# Fragment:
■ ■ ■ ■ ■

Godzina trzecia o lubianej przez większość porze tygodnia, w której piątek przekazuje pałeczkę sobocie, bywa raczej trzecią w nocy, aniżeli trzecią nad ranem. Nie wiem, czy wziąłem sobie do serca usłyszane nieraz w dzieciństwie „ty nie jesteś wszyscy”, ale fakty są takie, że o tej porze ustawiałem się do uruchamianego na moich oczach przez zaspanych pracowników stoiska odprawy bagażowej. Werdykt wagowy okazał się pomyślny. W nieco ponad dwudziestu kilogramach zmieściło się sporo rodzimych wafli ryżowych – prowiantu, który miał pełnić funkcję czarnogodzinnej podstawy dietetycznej podczas dwudziestopięciodniowej wyprawy do Peru. Znalazła się też przestrzeń załadunkowa na kilka ciuchów, ale – jak się później okazało – troszkę zbyt letnich, jak na warunki atmosferyczne, które zaoferowała południowoamerykańska wiosna.
Rzeczpospolita Polska nie doczekała się jeszcze bezpośredniego połączenia lotniczego z Peru, co siłą rzeczy rozbiło wątpliwą przyjemność spędzenia kilkunastu godzin w przestrzeni załadunkowej ograniczającej się do niezbyt wygodnego fotela samolotowego na dwa krótsze okresy. Pierwszy z nich – odcinek do Paryża – chcąc nie chcąc, stał się dla mnie jedyną, jak dotąd, okazją do postawienia stopy na francuskiej ziemi. Mimo, że do Francji ani tym bardziej do jej stolicy nigdy mnie nie ciągnęło, a tamtego poranka przypadającego po nocy, będącej dla mnie nocą tylko z nazwy, nie ciągnęło mnie jeszcze bardziej, naprawdę chciałem wypatrzyć z okien lądującego około wpół do dziewiątej samolotu ten słynny i nadzwyczaj romantyzowany, metalowy kikut znany powszechniej jako wieża Eiffla. Wówczas nie zdawałem sobie jeszcze sprawy z tego, jak nie-romantyczne za to wręcz barbarzyńskie sceny staną się wkrótce moim jedynym wspomnieniem z gloryfikowanej francuskiej stolicy.

■ ■ ■ ■ ■

# Rekordy danych:
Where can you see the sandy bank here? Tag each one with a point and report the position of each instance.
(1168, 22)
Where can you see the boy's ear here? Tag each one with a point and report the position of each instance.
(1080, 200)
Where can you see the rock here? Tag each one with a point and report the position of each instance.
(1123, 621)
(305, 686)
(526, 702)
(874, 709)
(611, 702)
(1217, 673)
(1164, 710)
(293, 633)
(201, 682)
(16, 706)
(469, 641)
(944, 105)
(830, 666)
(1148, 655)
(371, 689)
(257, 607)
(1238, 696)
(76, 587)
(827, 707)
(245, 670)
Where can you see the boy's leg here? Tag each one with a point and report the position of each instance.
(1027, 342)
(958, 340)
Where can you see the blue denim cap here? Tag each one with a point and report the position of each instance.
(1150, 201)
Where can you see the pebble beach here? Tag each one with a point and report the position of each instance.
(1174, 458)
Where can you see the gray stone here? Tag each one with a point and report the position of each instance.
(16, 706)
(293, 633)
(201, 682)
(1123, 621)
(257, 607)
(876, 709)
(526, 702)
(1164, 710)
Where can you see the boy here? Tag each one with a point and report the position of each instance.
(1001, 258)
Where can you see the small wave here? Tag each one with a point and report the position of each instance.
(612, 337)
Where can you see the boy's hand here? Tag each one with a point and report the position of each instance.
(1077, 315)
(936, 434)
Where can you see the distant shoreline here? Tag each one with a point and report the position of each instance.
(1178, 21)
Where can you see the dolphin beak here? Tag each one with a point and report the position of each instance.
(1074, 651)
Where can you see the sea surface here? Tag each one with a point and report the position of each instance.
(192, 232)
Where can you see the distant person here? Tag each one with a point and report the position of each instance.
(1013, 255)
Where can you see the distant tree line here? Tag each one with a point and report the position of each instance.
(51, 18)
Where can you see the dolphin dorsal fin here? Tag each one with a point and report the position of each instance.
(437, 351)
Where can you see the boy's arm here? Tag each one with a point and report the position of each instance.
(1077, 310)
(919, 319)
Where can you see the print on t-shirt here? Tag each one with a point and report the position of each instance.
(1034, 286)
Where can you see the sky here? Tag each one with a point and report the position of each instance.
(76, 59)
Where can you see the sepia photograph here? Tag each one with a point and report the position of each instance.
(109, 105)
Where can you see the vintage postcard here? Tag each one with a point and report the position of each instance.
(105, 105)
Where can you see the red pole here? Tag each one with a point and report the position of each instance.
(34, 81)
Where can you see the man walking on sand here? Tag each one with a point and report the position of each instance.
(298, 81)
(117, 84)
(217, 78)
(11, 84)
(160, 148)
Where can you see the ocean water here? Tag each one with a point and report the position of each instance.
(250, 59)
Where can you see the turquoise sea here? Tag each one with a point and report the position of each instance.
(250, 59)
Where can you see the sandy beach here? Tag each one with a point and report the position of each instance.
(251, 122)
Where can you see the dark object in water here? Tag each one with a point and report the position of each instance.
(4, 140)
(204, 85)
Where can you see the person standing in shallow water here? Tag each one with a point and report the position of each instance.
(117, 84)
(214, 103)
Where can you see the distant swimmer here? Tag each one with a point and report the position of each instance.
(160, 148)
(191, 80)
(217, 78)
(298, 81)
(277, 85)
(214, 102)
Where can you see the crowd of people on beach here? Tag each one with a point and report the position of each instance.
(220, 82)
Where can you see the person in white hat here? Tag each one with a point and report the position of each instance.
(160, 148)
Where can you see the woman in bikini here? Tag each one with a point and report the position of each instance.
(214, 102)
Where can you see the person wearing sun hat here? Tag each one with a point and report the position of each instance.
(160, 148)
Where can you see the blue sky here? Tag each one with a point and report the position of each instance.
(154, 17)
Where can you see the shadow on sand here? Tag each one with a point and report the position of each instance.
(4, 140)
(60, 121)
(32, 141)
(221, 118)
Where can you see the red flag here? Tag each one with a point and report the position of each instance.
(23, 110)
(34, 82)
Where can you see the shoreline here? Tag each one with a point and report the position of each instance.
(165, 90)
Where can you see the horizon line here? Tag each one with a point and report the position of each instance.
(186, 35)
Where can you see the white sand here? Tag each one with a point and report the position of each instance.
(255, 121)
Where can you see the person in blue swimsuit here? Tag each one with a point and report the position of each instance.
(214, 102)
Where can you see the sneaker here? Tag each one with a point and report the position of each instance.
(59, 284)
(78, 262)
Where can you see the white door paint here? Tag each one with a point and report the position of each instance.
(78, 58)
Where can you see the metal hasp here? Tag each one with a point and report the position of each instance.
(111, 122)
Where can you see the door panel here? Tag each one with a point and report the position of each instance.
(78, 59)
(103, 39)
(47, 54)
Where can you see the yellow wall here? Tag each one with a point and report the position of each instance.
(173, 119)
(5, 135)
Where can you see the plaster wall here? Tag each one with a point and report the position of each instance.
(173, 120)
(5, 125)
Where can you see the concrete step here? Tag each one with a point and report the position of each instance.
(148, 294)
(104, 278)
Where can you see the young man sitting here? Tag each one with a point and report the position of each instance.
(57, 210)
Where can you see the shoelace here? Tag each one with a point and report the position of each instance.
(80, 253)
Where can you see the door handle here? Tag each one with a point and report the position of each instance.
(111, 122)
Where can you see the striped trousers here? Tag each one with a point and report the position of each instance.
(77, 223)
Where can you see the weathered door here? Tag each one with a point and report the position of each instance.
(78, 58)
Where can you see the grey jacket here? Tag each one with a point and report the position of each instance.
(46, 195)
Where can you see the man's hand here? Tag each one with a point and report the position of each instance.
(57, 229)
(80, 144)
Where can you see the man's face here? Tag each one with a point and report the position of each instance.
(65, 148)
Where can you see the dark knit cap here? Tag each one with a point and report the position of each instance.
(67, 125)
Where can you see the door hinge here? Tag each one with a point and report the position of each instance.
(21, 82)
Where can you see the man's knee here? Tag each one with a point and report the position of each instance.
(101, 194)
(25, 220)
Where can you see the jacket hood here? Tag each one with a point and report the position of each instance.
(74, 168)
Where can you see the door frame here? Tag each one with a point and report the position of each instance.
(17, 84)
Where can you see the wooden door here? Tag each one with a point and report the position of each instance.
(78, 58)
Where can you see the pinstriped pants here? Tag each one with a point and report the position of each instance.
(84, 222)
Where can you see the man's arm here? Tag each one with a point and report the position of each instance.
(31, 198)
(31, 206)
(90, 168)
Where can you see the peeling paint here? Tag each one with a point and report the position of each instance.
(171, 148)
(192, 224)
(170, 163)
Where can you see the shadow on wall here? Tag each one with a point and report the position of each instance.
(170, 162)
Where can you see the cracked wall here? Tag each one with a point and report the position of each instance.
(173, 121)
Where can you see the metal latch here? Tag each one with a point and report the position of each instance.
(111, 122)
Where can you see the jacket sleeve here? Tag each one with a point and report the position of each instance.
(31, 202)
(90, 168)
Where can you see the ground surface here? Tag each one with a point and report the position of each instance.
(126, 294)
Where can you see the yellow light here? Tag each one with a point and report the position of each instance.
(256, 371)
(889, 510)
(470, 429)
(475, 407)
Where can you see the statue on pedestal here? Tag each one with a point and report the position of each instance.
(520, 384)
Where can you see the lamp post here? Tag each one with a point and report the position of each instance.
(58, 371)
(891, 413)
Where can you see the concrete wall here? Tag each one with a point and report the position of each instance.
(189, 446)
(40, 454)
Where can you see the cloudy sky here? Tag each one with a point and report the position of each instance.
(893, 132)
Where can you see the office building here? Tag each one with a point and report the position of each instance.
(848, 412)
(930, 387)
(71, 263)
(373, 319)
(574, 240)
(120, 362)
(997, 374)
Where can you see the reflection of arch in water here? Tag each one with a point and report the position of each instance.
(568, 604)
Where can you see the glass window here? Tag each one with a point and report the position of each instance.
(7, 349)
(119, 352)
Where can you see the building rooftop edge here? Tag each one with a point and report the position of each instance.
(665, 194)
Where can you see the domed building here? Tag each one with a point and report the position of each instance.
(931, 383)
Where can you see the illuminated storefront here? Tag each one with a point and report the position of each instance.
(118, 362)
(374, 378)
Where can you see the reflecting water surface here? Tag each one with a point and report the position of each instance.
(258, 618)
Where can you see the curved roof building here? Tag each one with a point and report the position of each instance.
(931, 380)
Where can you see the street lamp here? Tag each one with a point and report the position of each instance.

■ ■ ■ ■ ■

# Polecenie:
Przytocz ponownie bez zmian z powyższego fragmentu o wyprawie do Peru wszystko od słów „Godzina trzecia o” w dół aż po słowa „zaoferowała południowoamerykańska wiosna.”.

# Wykonane zadanie:
Godzina trzecia o lubianej przez większość porze tygodnia, w której piątek przekazuje pałeczkę sobocie, bywa raczej trzecią w nocy, aniżeli trzecią nad ranem. Nie wiem, czy wziąłem sobie do serca usłyszane nieraz w dzieciństwie „ty nie jesteś wszyscy”, ale fakty są takie, że o tej porze ustawiałem się do uruchamianego na moich oczach przez zaspanych pracowników stoiska odprawy bagażowej. Werdykt wagowy okazał się pomyślny. W nieco ponad dwudziestu kilogramach zmieściło się sporo rodzimych wafli ryżowych – prowiantu, który miał pełnić funkcję czarnogodzinnej podstawy dietetycznej podczas dwudziestopięciodniowej wyprawy do Peru. Znalazła się też przestrzeń załadunkowa na kilka ciuchów, ale – jak się później okazało – troszkę zbyt letnich, jak na warunki atmosferyczne, które zaoferowała południowoamerykańska wiosna.